MATERIALS PROVIDED section start

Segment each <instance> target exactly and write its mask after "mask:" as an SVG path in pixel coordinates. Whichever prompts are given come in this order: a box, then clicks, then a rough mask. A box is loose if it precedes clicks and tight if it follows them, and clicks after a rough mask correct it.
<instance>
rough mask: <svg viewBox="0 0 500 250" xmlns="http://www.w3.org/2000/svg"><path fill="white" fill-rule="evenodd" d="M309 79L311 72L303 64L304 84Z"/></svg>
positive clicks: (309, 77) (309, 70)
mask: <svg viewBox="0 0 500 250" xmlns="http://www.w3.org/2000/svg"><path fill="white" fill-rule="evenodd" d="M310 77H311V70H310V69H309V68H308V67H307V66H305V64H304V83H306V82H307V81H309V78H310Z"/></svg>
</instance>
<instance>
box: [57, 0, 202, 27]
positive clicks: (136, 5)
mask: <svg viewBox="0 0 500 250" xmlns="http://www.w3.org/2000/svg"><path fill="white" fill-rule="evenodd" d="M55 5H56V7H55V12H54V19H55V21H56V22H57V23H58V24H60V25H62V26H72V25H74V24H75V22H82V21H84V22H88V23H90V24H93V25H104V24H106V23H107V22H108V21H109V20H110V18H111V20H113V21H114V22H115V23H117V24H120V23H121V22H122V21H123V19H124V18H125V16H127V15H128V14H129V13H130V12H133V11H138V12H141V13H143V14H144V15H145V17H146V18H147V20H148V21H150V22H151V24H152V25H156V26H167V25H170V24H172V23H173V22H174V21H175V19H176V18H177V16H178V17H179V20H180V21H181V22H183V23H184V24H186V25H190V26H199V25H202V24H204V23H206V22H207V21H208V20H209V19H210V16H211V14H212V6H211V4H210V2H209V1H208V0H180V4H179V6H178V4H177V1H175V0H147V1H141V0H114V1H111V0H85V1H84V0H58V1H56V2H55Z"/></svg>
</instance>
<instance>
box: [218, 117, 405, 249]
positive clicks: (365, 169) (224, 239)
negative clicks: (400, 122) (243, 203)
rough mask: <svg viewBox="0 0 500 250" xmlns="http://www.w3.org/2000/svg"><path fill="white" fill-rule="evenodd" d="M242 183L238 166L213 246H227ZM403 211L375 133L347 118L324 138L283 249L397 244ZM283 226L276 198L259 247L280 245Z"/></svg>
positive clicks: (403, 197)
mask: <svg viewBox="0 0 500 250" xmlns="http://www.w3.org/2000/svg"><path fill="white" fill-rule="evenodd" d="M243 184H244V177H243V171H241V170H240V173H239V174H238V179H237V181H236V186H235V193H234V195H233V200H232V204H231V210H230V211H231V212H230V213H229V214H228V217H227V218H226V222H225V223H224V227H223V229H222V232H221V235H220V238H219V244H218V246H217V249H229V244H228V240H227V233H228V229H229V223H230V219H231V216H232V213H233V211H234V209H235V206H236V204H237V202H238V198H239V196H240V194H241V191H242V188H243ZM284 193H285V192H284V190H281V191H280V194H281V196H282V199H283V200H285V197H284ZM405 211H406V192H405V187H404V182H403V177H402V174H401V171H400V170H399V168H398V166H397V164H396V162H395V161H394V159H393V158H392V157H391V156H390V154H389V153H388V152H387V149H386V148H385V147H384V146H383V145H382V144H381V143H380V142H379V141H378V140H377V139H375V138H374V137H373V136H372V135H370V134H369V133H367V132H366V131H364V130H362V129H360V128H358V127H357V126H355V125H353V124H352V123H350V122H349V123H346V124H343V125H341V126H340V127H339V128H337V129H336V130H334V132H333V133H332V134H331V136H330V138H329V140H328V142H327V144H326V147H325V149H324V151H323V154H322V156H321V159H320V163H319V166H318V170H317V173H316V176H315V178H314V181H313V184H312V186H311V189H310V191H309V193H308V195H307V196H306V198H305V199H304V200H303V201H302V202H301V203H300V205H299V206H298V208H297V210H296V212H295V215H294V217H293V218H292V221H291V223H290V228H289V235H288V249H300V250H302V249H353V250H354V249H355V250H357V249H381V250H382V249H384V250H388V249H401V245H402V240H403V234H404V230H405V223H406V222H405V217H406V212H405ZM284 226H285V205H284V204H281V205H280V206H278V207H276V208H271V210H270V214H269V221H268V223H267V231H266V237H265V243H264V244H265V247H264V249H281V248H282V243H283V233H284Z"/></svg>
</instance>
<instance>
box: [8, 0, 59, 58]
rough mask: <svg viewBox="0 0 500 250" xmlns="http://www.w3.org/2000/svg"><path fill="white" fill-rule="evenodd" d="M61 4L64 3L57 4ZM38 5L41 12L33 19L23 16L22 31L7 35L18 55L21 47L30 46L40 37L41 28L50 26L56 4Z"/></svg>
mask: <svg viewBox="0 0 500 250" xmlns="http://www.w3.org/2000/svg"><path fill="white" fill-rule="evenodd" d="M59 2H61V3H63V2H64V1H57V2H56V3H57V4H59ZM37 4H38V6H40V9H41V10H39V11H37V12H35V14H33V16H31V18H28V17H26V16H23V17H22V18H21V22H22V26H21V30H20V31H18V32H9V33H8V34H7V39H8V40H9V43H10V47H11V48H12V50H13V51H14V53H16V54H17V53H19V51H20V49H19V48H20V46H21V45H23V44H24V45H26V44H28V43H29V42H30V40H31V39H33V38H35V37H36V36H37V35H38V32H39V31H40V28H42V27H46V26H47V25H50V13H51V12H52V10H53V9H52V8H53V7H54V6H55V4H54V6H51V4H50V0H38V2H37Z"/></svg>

MATERIALS PROVIDED section end

Please set down the entire listing once more, exactly as it stands.

Segment each <instance> target exactly and write its mask after "mask:" as an SVG path in pixel coordinates. Whichever prompts are given come in this order: a box, then clicks, then a rough mask. A box is loose if it precedes clicks and tight if it follows them, and clicks after a rough mask correct it.
<instance>
rough mask: <svg viewBox="0 0 500 250" xmlns="http://www.w3.org/2000/svg"><path fill="white" fill-rule="evenodd" d="M309 79L311 72L303 64L304 84Z"/></svg>
positive clicks: (309, 77) (309, 70)
mask: <svg viewBox="0 0 500 250" xmlns="http://www.w3.org/2000/svg"><path fill="white" fill-rule="evenodd" d="M310 77H311V70H310V69H309V68H308V67H307V66H305V64H304V83H306V82H307V81H309V78H310Z"/></svg>
</instance>
<instance>
box: [57, 0, 202, 27]
positive clicks: (136, 5)
mask: <svg viewBox="0 0 500 250" xmlns="http://www.w3.org/2000/svg"><path fill="white" fill-rule="evenodd" d="M55 5H56V7H55V12H54V19H55V21H56V22H57V23H58V24H60V25H62V26H72V25H74V24H75V22H82V21H84V22H88V23H90V24H93V25H104V24H106V23H107V22H108V21H109V20H110V18H111V20H113V21H114V22H115V23H117V24H120V23H121V22H122V21H123V19H124V18H125V16H127V15H128V14H129V13H130V12H133V11H138V12H141V13H143V14H144V15H145V17H146V18H147V20H148V21H150V22H151V24H152V25H156V26H167V25H170V24H172V23H173V22H174V21H175V19H176V18H177V16H178V17H179V20H180V21H181V22H183V23H184V24H186V25H190V26H199V25H202V24H204V23H206V22H207V21H208V20H209V19H210V16H211V14H212V6H211V4H210V2H209V1H208V0H180V4H179V6H178V4H177V1H175V0H147V1H141V0H114V1H111V0H85V1H84V0H58V1H56V2H55Z"/></svg>
</instance>
<instance>
box: [218, 117, 405, 249]
positive clicks: (365, 169) (224, 239)
negative clicks: (400, 122) (243, 203)
rough mask: <svg viewBox="0 0 500 250" xmlns="http://www.w3.org/2000/svg"><path fill="white" fill-rule="evenodd" d="M242 183L238 166L213 246H227ZM403 211L375 133L347 118L324 138L283 249L397 244ZM283 226L276 198L259 247L280 245Z"/></svg>
positive clicks: (403, 197)
mask: <svg viewBox="0 0 500 250" xmlns="http://www.w3.org/2000/svg"><path fill="white" fill-rule="evenodd" d="M243 184H244V177H243V171H241V170H240V173H239V174H238V179H237V181H236V186H235V193H234V195H233V200H232V204H231V210H230V211H231V212H230V213H229V214H228V217H227V218H226V222H225V223H224V227H223V229H222V232H221V235H220V238H219V244H218V246H217V249H229V244H228V240H227V233H228V229H229V223H230V219H231V216H232V213H233V211H234V209H235V206H236V204H237V202H238V198H239V196H240V194H241V191H242V188H243ZM284 193H285V192H284V190H281V191H280V194H281V196H282V199H283V200H285V197H284ZM405 211H406V192H405V187H404V182H403V177H402V174H401V171H400V170H399V168H398V166H397V164H396V162H395V161H394V159H393V158H392V157H391V156H390V154H389V153H388V152H387V149H386V148H385V147H384V146H383V145H382V144H381V143H380V142H379V141H378V140H377V139H375V138H374V137H373V136H372V135H370V134H369V133H367V132H366V131H364V130H362V129H360V128H358V127H357V126H355V125H353V124H352V123H350V122H349V123H346V124H343V125H341V126H340V127H339V128H337V129H336V130H334V132H333V133H332V134H331V136H330V138H329V140H328V142H327V144H326V147H325V149H324V151H323V154H322V156H321V159H320V163H319V166H318V170H317V173H316V176H315V178H314V181H313V184H312V186H311V189H310V191H309V193H308V195H307V196H306V198H305V199H304V200H303V201H302V202H301V203H300V205H299V206H298V208H297V210H296V212H295V215H294V217H293V218H292V221H291V223H290V228H289V235H288V249H300V250H302V249H353V250H354V249H355V250H357V249H381V250H382V249H384V250H388V249H401V245H402V240H403V234H404V230H405V223H406V222H405V217H406V212H405ZM284 226H285V205H284V204H281V205H280V206H278V207H276V208H271V210H270V214H269V221H268V223H267V231H266V237H265V243H264V244H265V247H264V249H281V248H282V243H283V233H284Z"/></svg>
</instance>
<instance>
box: [8, 0, 59, 58]
rough mask: <svg viewBox="0 0 500 250" xmlns="http://www.w3.org/2000/svg"><path fill="white" fill-rule="evenodd" d="M61 4L64 3L57 4ZM38 5L41 12L33 19L23 16L22 31L7 35L18 55L21 47L30 46L40 37L41 28L50 26L56 4Z"/></svg>
mask: <svg viewBox="0 0 500 250" xmlns="http://www.w3.org/2000/svg"><path fill="white" fill-rule="evenodd" d="M59 2H61V3H63V2H64V1H57V2H56V3H57V4H59ZM37 4H38V6H40V9H41V10H39V11H37V12H35V14H33V16H31V18H28V17H26V16H23V17H22V18H21V22H22V26H21V30H20V31H18V32H9V33H8V34H7V39H8V40H9V43H10V47H11V48H12V50H13V51H14V53H16V54H17V53H19V51H20V49H19V48H20V46H21V45H23V44H24V45H26V44H28V43H29V42H30V40H31V39H33V38H35V37H36V36H37V35H38V32H39V31H40V28H42V27H46V26H47V25H50V13H51V12H52V10H53V9H52V8H53V7H54V6H55V4H54V6H51V4H50V0H38V2H37Z"/></svg>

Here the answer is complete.